● EXCERPTED PASSAGE:
****************************************
This is Mankell’s second conspiracy novel in a row with a political undertow, and once you realise where the novel is heading it loses tension and interest. In the 1950s the standard of work of most detective novelists was consistent. An early Margery Allingham is not noticeably better or worse than one from her middle period, but few writers then needed, for economic reasons, to produce a book every year. Possibly Mankell’s problem is that he cannot always come up with a corker of an idea so he plays around with a social issue and constructs some sort of a puzzle to put it in.

The same, unfortunately, applies to Ian Rankin’s new thriller, Fleshmarket Close (Orion, £17.99). He has, no doubt, done an excellent research job on the horrors of immigration detention centres and the plight and abuse of illegal immigrants and asylum-seekers in our society, but personally I prefer reading about such things in newspapers rather than spread out over hundreds of pages with shock-horror reaction from Rebus and Siobhan, Rankin’s Edinburgh police team.
****************************************
● WRITTEN INSTRUCTION A: In the listing below, reproduce word for word the part that opens with the line containing "Detect the dirt clump" and closes with the line containing "[193,118,331,265]", including both of those lines.

(Collected data)
****************************************
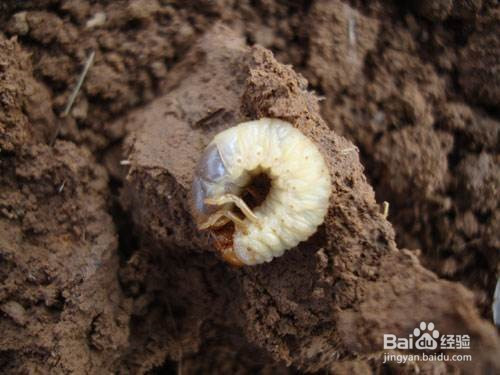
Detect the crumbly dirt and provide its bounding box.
[0,0,500,374]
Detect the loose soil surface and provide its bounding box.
[0,0,500,374]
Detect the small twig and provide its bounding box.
[382,201,389,219]
[340,146,359,155]
[57,180,66,194]
[51,51,95,146]
[61,51,95,117]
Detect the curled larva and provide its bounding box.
[192,118,332,265]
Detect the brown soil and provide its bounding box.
[0,0,500,374]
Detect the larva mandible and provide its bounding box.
[192,118,332,265]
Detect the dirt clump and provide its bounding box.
[120,27,498,371]
[0,0,500,373]
[0,36,129,373]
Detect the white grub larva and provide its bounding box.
[192,118,332,266]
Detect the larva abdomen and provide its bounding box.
[193,118,331,265]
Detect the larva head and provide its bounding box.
[192,142,242,227]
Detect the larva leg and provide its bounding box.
[205,194,259,224]
[200,209,248,233]
[200,210,230,230]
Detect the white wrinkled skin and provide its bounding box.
[193,118,332,265]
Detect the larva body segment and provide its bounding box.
[192,118,331,265]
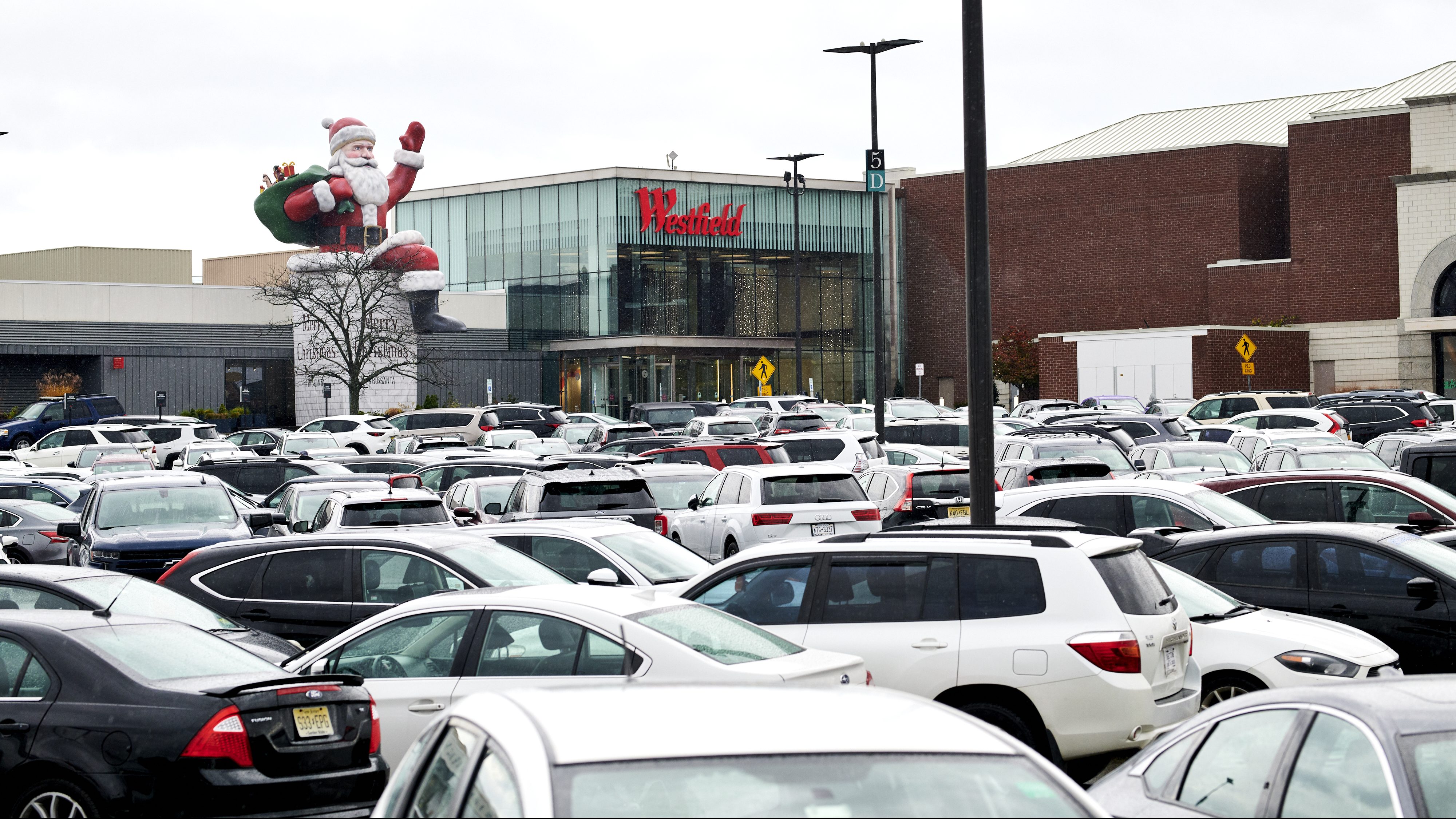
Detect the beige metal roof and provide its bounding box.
[1002,89,1377,167]
[1310,63,1456,119]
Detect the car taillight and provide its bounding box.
[182,705,253,768]
[1067,633,1143,673]
[157,551,197,586]
[368,694,380,753]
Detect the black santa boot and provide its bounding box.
[405,290,466,335]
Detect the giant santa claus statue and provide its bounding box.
[253,116,464,334]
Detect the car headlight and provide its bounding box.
[1274,652,1360,676]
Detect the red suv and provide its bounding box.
[642,442,789,469]
[1198,469,1456,527]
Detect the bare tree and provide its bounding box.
[255,252,450,414]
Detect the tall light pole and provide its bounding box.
[961,0,996,526]
[769,153,824,395]
[824,39,923,436]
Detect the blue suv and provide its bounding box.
[55,472,282,580]
[0,393,127,450]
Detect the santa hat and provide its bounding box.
[323,116,379,153]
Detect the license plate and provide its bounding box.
[293,705,333,737]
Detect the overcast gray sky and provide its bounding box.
[0,0,1456,275]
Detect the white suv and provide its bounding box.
[298,415,399,455]
[681,526,1201,761]
[668,463,879,559]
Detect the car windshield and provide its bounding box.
[890,401,941,418]
[1187,490,1274,526]
[61,574,245,631]
[96,485,237,529]
[646,472,718,509]
[339,498,450,526]
[1037,443,1133,472]
[763,475,869,506]
[1172,447,1254,472]
[435,539,571,586]
[71,622,280,682]
[1299,449,1390,471]
[642,407,695,426]
[552,748,1089,816]
[597,526,712,583]
[1153,559,1243,617]
[628,603,804,666]
[540,478,657,511]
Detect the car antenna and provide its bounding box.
[92,574,137,618]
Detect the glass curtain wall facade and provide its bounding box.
[395,178,874,414]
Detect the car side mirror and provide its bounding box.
[1405,577,1440,600]
[587,567,617,586]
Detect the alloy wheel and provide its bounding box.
[20,790,86,819]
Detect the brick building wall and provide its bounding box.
[1287,114,1411,324]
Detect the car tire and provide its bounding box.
[1198,673,1268,711]
[9,780,100,816]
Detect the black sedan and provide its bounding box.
[1088,675,1456,816]
[0,609,389,816]
[1134,523,1456,673]
[0,565,298,665]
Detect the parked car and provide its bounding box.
[990,456,1112,487]
[223,427,293,455]
[1227,430,1347,463]
[683,415,759,439]
[1144,523,1456,676]
[15,424,151,466]
[0,393,132,450]
[1088,678,1456,816]
[0,610,389,816]
[1254,443,1389,472]
[0,565,298,665]
[1153,561,1402,708]
[681,519,1203,759]
[1127,440,1252,472]
[141,423,221,469]
[480,520,709,590]
[628,401,697,436]
[444,475,517,526]
[1184,389,1315,424]
[0,500,76,565]
[996,481,1271,536]
[668,463,879,559]
[159,529,571,647]
[376,682,1101,816]
[641,439,789,469]
[1318,393,1440,443]
[1203,469,1456,526]
[1082,395,1147,415]
[298,415,399,455]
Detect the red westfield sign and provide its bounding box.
[636,188,748,236]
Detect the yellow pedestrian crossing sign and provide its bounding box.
[1233,332,1258,361]
[748,356,778,383]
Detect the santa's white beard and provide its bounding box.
[329,156,389,225]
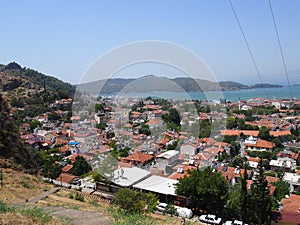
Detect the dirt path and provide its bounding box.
[45,206,112,225]
[26,187,59,204]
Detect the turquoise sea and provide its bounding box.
[109,86,300,102]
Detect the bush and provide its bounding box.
[113,188,158,213]
[68,192,74,199]
[20,207,52,224]
[75,192,84,202]
[0,201,14,213]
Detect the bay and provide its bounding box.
[101,86,300,102]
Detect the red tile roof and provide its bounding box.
[270,130,291,137]
[245,139,274,149]
[280,194,300,214]
[122,151,153,163]
[221,130,259,137]
[61,164,73,173]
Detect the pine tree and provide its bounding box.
[249,160,272,225]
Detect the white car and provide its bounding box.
[175,206,193,219]
[156,203,168,212]
[224,220,248,225]
[199,214,222,224]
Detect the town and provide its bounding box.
[19,92,300,224]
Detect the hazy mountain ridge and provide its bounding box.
[77,75,283,94]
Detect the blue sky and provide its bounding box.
[0,0,300,84]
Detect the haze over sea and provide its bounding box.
[101,86,300,102]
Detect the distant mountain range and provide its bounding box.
[0,62,283,97]
[77,75,283,94]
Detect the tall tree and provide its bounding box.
[258,126,270,140]
[72,156,92,176]
[248,160,272,225]
[176,168,228,214]
[230,141,241,158]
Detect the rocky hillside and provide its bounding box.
[0,94,37,172]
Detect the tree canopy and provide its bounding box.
[176,168,228,214]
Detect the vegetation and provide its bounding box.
[161,108,181,131]
[0,94,38,172]
[176,168,228,214]
[72,156,92,176]
[0,201,61,224]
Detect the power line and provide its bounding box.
[228,0,269,99]
[268,0,293,98]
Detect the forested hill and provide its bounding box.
[0,93,38,171]
[0,62,75,97]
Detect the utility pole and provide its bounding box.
[0,169,3,188]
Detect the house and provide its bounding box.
[107,167,151,188]
[68,141,80,155]
[168,164,197,180]
[19,123,30,135]
[217,164,247,185]
[156,150,179,174]
[180,142,199,156]
[146,118,164,129]
[282,172,300,191]
[271,194,300,224]
[247,157,260,168]
[74,131,96,144]
[133,175,178,203]
[121,150,154,167]
[244,136,274,151]
[270,150,298,171]
[53,173,79,187]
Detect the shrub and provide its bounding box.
[75,192,84,202]
[68,192,74,199]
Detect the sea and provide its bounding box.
[101,86,300,102]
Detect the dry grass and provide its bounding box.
[0,212,64,225]
[0,169,53,203]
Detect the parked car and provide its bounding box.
[156,203,168,212]
[199,214,222,224]
[156,203,193,219]
[224,220,248,225]
[175,206,193,219]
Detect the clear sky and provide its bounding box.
[0,0,300,84]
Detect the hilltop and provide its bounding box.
[0,62,75,124]
[0,62,75,96]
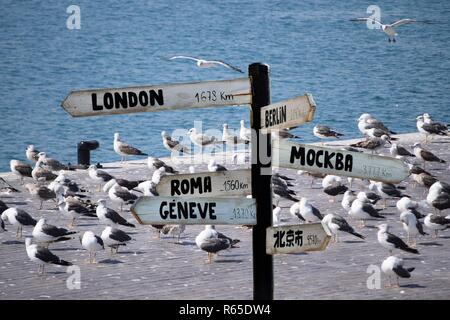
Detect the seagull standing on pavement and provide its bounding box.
[377,223,419,254]
[114,132,147,162]
[25,238,72,275]
[381,256,415,288]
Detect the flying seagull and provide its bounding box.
[350,18,417,42]
[25,238,72,275]
[169,56,244,73]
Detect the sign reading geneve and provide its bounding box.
[266,222,331,254]
[272,140,409,183]
[261,93,316,133]
[156,169,252,197]
[61,78,251,117]
[130,197,256,225]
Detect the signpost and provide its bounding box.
[272,141,409,183]
[130,197,256,225]
[62,78,251,117]
[266,222,332,255]
[261,93,316,133]
[156,169,251,198]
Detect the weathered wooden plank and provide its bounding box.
[272,141,409,183]
[266,222,331,254]
[156,169,251,198]
[61,78,251,117]
[130,197,256,225]
[261,93,316,133]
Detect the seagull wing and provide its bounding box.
[390,19,417,27]
[169,56,201,61]
[208,60,244,73]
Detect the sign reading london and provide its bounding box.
[272,140,409,183]
[266,222,331,254]
[156,169,252,197]
[61,78,251,117]
[261,93,316,132]
[130,197,256,225]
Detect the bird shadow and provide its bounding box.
[400,283,426,289]
[214,259,243,263]
[98,258,123,264]
[2,240,25,245]
[418,241,443,247]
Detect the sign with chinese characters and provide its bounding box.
[266,222,331,254]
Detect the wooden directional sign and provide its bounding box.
[261,93,316,133]
[266,222,331,254]
[62,78,251,117]
[156,169,252,198]
[131,197,256,225]
[272,140,409,183]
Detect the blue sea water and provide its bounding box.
[0,0,450,171]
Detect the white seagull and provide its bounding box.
[351,18,417,42]
[169,56,244,73]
****************************************
● WRITTEN INSTRUCTION B:
Answer these questions about the crime fiction review above:
(i) In which decade does the review say most detective novelists' standard of work was consistent?
(ii) What is the title of Ian Rankin's new thriller?
(iii) Who make up Rankin's Edinburgh police team?

● FINISHED ANSWER A:
Detect the dirt clump and provide its bounding box.
[120,27,498,371]
[0,0,500,373]
[0,36,129,373]
Detect the white grub larva and provide its bounding box.
[192,118,332,266]
Detect the larva abdomen and provide its bounding box.
[193,118,331,265]

● FINISHED ANSWER B:
(i) The 1950s.
(ii) Fleshmarket Close.
(iii) Rebus and Siobhan.